* Exercise directions
Below are some entries. Work out how many of their lines hold the word "instance", and write that number alone.

[Segmentation mask data]
* * * * * * * * *
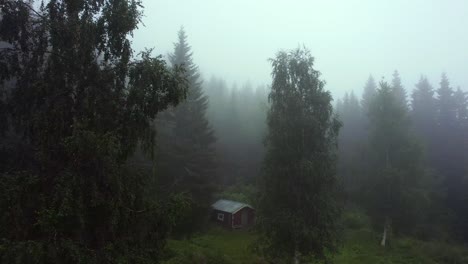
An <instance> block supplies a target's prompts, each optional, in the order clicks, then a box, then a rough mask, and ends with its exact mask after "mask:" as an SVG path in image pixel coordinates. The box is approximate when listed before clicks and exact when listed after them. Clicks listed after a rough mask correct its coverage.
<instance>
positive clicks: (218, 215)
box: [218, 213, 224, 221]
mask: <svg viewBox="0 0 468 264" xmlns="http://www.w3.org/2000/svg"><path fill="white" fill-rule="evenodd" d="M218 220H219V221H224V214H222V213H218Z"/></svg>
* * * * * * * * *
* Answer section
2